[Excerpts from a detection dataset]
········

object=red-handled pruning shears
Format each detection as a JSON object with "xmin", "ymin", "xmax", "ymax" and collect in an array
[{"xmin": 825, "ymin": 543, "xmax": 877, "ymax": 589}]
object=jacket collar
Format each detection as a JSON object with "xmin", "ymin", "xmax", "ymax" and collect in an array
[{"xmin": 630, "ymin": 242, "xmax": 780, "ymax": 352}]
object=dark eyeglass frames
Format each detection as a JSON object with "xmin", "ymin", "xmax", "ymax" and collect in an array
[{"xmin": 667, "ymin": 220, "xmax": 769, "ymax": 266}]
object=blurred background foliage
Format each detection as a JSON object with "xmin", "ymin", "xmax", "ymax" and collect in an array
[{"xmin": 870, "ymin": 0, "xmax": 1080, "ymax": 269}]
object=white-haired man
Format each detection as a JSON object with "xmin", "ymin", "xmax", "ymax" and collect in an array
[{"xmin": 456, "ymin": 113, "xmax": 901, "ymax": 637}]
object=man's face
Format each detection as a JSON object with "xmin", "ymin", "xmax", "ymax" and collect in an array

········

Please edit all of the material above, changing "jacket collar" to "coat collar" and keeping every other line as it is.

**EXERCISE RESPONSE:**
object=red-handled pruning shears
Format each detection as a JSON object with "xmin", "ymin", "xmax", "ymax" and collect in an array
[{"xmin": 825, "ymin": 543, "xmax": 877, "ymax": 589}]
object=coat collar
Format each detection as a JSON object with "xmin", "ymin", "xmax", "ymax" and collect in an array
[{"xmin": 630, "ymin": 242, "xmax": 780, "ymax": 352}]
object=dark eyeglass frames
Format each detection as a JSON object with "xmin", "ymin", "xmax", "ymax" and collect in an array
[{"xmin": 667, "ymin": 220, "xmax": 769, "ymax": 266}]
object=blurred background foliage
Format each detection as a JSON object with "xmin", "ymin", "xmax", "ymax" and collect in an array
[{"xmin": 870, "ymin": 0, "xmax": 1080, "ymax": 269}]
object=white-haired man
Format each detection as a JSON object with "xmin", "ymin", "xmax", "ymax" and collect in an array
[{"xmin": 456, "ymin": 113, "xmax": 901, "ymax": 637}]
object=man's face
Format each detection as a JSON object with "xmin", "ymin", "xmax", "ymax" and collect in an array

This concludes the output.